• _Assigned task_:
Restate each entry below without changing a word.

• _Material provided_:
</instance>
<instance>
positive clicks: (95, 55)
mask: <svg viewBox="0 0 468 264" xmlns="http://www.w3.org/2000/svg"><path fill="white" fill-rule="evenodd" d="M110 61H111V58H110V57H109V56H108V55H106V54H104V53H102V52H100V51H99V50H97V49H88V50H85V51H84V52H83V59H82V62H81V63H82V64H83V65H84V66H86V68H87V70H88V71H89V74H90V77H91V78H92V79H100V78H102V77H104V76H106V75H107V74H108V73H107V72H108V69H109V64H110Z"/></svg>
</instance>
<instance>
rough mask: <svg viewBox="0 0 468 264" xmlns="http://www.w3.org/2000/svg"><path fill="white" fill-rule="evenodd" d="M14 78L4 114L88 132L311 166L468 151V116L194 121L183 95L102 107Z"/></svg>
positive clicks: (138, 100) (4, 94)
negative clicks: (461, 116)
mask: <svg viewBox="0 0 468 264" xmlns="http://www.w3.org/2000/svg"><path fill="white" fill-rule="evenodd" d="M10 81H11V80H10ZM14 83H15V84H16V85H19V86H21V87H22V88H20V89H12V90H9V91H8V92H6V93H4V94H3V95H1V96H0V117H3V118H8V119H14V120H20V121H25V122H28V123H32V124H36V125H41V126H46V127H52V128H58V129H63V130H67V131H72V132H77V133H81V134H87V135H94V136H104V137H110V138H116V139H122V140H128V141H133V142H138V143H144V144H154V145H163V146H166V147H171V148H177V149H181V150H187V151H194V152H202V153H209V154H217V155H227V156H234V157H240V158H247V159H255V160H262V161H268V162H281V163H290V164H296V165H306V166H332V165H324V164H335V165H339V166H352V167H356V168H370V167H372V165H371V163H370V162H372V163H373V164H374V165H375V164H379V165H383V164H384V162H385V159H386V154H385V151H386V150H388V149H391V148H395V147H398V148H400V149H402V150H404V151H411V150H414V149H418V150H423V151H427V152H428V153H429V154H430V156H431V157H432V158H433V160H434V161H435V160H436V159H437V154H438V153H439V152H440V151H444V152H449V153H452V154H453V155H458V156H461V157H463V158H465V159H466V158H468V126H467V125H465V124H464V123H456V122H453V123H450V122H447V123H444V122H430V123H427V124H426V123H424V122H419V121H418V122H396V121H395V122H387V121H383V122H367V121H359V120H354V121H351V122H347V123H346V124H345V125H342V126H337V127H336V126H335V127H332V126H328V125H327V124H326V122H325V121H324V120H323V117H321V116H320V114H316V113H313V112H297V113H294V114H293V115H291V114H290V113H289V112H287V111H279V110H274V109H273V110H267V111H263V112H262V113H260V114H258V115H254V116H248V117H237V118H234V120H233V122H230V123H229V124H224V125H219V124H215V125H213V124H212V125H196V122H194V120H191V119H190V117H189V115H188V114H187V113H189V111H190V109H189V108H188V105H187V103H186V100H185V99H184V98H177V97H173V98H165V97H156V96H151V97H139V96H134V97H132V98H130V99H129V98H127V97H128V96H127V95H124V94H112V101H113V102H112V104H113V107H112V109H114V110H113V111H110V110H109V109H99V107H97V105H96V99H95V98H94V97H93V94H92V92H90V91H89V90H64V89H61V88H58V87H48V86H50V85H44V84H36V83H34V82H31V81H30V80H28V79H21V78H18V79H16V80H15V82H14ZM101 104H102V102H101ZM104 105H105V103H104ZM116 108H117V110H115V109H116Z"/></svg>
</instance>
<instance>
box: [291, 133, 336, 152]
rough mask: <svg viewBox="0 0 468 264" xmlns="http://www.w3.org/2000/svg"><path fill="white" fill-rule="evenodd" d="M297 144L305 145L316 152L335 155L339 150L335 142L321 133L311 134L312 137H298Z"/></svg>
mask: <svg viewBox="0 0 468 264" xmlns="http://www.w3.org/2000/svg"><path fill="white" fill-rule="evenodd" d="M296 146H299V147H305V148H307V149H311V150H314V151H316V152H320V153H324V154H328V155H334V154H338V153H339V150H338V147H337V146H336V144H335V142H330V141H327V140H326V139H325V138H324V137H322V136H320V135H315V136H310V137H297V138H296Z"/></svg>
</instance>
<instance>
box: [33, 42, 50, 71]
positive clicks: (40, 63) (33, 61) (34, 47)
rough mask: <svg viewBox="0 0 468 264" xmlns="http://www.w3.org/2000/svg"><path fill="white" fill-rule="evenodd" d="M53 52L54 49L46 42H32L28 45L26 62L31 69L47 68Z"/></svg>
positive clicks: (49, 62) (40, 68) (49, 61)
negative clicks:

• _Written solution_:
</instance>
<instance>
positive clicks: (95, 55)
mask: <svg viewBox="0 0 468 264" xmlns="http://www.w3.org/2000/svg"><path fill="white" fill-rule="evenodd" d="M110 61H111V58H110V57H109V56H108V55H106V54H104V53H102V52H100V51H99V50H97V49H88V50H85V51H84V52H83V59H82V62H81V63H82V64H83V65H84V66H86V68H87V70H88V71H89V74H90V77H91V78H92V79H100V78H102V77H104V76H106V75H107V74H108V73H107V72H108V69H109V64H110Z"/></svg>
</instance>
<instance>
rough mask: <svg viewBox="0 0 468 264" xmlns="http://www.w3.org/2000/svg"><path fill="white" fill-rule="evenodd" d="M14 78L4 114L88 132L311 166L468 151V116L194 121L183 95L102 107Z"/></svg>
positive clicks: (138, 100) (4, 94)
negative clicks: (461, 116)
mask: <svg viewBox="0 0 468 264" xmlns="http://www.w3.org/2000/svg"><path fill="white" fill-rule="evenodd" d="M10 81H11V80H10ZM14 83H15V84H16V85H19V86H21V87H22V88H20V89H12V90H9V91H8V92H6V93H4V94H3V95H1V96H0V117H3V118H8V119H14V120H20V121H25V122H28V123H32V124H36V125H41V126H46V127H52V128H58V129H63V130H67V131H72V132H77V133H81V134H87V135H94V136H104V137H110V138H116V139H122V140H128V141H133V142H138V143H144V144H154V145H163V146H166V147H171V148H177V149H181V150H187V151H194V152H202V153H209V154H217V155H227V156H234V157H240V158H247V159H255V160H262V161H268V162H281V163H290V164H296V165H306V166H332V165H324V164H335V165H339V166H352V167H356V168H370V167H372V165H371V163H370V162H372V163H373V164H374V165H375V164H379V165H383V164H384V162H385V159H386V154H385V151H386V150H388V149H391V148H395V147H398V148H400V149H402V150H404V151H411V150H414V149H418V150H423V151H427V152H428V153H429V154H430V156H431V157H432V158H433V160H434V161H435V160H436V159H437V154H438V153H439V152H440V151H444V152H449V153H452V154H453V155H458V156H461V157H463V158H465V159H466V158H468V126H467V125H465V124H464V123H456V122H453V123H450V122H447V123H444V122H430V123H427V124H426V123H424V122H419V121H418V122H396V121H395V122H387V121H383V122H367V121H359V120H354V121H351V122H347V123H346V124H345V125H342V126H337V127H336V126H335V127H332V126H328V125H327V124H326V122H325V121H324V120H323V117H321V116H320V114H316V113H313V112H297V113H294V114H293V115H291V114H290V113H289V112H287V111H279V110H274V109H273V110H267V111H263V112H262V113H260V114H258V115H254V116H248V117H237V118H234V120H233V122H230V123H229V124H224V125H219V124H215V125H213V124H212V125H196V122H194V120H191V119H190V117H189V115H188V114H187V113H189V111H190V109H189V108H188V105H187V103H186V100H185V99H184V98H177V97H173V98H165V97H156V96H151V97H139V96H134V97H132V98H130V99H129V98H127V97H128V96H127V95H124V94H112V101H113V102H112V104H113V107H112V109H114V110H113V111H110V110H109V109H99V107H97V105H96V99H95V98H94V97H93V94H92V92H90V91H89V90H64V89H61V88H58V87H48V86H50V85H44V84H36V83H34V82H31V81H30V80H28V79H21V78H18V79H16V80H15V82H14ZM101 104H102V102H101ZM104 105H105V103H104ZM116 108H117V110H115V109H116Z"/></svg>
</instance>
<instance>
box: [291, 133, 336, 152]
rough mask: <svg viewBox="0 0 468 264" xmlns="http://www.w3.org/2000/svg"><path fill="white" fill-rule="evenodd" d="M297 144L305 145L316 152L335 155L339 150L335 142L321 133L311 134L312 137H298Z"/></svg>
mask: <svg viewBox="0 0 468 264" xmlns="http://www.w3.org/2000/svg"><path fill="white" fill-rule="evenodd" d="M296 146H299V147H305V148H307V149H311V150H314V151H316V152H320V153H324V154H328V155H334V154H338V153H339V150H338V147H337V146H336V144H335V142H330V141H327V140H326V139H325V138H324V137H322V136H320V135H315V136H310V137H297V138H296Z"/></svg>
</instance>
<instance>
box: [33, 42, 50, 71]
positive clicks: (40, 63) (33, 61) (34, 47)
rough mask: <svg viewBox="0 0 468 264" xmlns="http://www.w3.org/2000/svg"><path fill="white" fill-rule="evenodd" d="M53 52L54 49L46 42H32L28 45L26 62L31 69L47 68Z"/></svg>
positive clicks: (49, 62) (40, 68) (49, 61)
negative clicks:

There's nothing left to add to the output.